Top of Data supplied

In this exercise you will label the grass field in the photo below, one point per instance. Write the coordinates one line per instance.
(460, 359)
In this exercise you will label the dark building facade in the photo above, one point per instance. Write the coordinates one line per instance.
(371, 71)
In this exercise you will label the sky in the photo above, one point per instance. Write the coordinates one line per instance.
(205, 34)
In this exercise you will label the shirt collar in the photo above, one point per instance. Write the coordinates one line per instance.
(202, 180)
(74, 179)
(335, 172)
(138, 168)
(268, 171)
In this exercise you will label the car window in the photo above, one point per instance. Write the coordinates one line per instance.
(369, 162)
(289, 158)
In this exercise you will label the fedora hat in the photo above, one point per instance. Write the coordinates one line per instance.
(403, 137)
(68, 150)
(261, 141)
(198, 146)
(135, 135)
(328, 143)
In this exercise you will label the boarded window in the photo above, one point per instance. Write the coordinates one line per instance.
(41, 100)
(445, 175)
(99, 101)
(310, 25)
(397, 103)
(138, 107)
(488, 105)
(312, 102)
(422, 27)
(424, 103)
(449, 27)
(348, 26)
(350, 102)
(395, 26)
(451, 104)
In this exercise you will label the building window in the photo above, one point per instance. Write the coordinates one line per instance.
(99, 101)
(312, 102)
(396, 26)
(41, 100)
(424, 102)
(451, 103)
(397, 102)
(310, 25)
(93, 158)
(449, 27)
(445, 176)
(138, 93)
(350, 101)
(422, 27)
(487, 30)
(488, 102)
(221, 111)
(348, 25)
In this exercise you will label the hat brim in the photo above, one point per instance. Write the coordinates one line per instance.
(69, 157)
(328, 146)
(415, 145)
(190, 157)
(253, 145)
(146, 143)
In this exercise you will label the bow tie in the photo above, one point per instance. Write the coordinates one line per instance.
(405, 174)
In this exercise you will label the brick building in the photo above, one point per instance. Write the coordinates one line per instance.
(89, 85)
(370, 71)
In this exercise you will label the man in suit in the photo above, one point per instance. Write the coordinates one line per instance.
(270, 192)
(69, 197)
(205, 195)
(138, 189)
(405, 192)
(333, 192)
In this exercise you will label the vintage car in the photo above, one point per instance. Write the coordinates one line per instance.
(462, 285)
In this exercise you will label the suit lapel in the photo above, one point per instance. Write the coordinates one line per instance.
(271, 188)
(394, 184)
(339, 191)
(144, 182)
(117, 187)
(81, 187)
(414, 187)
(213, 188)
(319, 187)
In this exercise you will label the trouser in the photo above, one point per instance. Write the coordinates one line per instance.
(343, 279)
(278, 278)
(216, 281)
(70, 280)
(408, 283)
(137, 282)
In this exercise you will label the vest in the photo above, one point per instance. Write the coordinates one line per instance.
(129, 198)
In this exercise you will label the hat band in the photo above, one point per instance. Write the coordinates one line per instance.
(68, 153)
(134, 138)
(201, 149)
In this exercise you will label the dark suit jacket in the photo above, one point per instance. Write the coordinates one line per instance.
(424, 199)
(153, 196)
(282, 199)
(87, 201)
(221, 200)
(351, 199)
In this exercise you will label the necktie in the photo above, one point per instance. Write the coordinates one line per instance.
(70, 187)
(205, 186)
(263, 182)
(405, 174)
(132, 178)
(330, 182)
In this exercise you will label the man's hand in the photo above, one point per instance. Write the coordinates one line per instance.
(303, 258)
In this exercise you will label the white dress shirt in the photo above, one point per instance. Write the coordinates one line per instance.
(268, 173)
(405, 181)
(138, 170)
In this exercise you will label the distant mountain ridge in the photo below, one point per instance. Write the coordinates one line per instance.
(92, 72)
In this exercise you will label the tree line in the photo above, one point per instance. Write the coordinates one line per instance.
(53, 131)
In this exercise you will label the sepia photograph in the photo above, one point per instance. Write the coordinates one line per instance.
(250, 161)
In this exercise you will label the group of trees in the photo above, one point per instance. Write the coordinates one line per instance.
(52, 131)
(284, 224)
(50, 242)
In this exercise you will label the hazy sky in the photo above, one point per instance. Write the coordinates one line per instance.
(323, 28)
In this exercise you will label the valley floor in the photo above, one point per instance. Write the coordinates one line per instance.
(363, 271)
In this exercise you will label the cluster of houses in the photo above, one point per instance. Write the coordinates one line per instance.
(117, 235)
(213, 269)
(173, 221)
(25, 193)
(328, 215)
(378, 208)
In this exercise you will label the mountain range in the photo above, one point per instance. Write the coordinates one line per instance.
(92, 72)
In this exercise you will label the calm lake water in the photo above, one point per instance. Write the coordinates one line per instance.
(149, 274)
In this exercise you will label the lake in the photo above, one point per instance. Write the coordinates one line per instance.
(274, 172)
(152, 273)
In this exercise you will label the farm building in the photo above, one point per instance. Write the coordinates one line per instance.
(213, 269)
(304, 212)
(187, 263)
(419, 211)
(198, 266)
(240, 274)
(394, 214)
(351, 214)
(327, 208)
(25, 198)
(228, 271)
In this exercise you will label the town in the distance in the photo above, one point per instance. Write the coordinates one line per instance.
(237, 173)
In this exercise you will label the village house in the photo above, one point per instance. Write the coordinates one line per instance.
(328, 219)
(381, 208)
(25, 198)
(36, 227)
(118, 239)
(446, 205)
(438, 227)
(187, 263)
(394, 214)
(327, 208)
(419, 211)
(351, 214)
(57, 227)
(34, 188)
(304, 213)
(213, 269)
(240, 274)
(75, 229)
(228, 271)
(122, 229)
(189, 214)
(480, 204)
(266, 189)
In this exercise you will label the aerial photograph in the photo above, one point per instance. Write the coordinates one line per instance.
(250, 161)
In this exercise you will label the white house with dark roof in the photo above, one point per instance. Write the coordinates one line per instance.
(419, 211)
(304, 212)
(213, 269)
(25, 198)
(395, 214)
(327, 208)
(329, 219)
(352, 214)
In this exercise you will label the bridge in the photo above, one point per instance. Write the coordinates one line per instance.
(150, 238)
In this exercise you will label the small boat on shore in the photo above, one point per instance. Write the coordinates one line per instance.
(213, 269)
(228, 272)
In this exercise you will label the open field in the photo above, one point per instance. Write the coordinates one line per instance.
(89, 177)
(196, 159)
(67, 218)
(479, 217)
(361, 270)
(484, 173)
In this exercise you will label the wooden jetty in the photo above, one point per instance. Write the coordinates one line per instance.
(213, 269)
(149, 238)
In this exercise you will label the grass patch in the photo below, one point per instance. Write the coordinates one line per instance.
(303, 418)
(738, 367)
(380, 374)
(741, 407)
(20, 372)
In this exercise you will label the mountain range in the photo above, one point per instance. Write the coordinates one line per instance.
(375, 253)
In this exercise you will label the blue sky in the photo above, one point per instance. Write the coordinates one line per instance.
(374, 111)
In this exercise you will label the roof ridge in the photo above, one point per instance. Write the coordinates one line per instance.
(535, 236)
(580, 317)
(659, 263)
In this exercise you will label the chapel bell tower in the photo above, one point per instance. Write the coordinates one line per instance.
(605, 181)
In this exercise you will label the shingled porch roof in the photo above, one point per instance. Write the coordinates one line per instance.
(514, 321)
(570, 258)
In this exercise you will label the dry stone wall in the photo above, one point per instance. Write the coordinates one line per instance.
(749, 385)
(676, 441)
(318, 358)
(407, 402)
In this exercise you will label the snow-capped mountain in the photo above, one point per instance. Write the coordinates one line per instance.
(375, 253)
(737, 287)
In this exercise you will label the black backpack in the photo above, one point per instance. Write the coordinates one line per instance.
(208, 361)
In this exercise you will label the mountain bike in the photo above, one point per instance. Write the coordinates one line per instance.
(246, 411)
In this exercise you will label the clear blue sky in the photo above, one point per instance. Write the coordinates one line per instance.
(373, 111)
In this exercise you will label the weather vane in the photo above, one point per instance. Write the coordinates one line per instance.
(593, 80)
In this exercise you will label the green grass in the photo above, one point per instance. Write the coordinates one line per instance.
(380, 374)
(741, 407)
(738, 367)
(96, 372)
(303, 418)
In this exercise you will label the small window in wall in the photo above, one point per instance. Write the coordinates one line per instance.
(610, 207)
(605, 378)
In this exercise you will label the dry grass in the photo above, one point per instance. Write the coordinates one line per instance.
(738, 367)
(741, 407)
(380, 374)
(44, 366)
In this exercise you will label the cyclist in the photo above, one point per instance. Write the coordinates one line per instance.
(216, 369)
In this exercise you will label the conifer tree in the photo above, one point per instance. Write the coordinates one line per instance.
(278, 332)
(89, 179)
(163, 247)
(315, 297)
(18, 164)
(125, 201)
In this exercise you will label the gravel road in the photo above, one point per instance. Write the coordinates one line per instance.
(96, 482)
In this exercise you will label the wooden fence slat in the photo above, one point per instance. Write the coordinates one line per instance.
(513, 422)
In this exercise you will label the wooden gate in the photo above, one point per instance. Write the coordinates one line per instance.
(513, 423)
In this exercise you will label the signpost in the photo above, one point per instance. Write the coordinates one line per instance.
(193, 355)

Bottom of Data supplied

# Task prompt
With the line containing "In this exercise you will label the wooden fence" as the first and the last line of the records as the final one, print exactly the lines in that span.

# Task answer
In this exercise you will label the wooden fence slat in the photo above, one point per instance. Write the coordinates one line per instance.
(513, 422)
In this exercise you will label the wooden gate in the photo above, one point per instance. Write the coordinates one line per instance.
(513, 423)
In this exercise you will label the signpost in the photo above, one point per instance. Write the coordinates one line per instance.
(193, 355)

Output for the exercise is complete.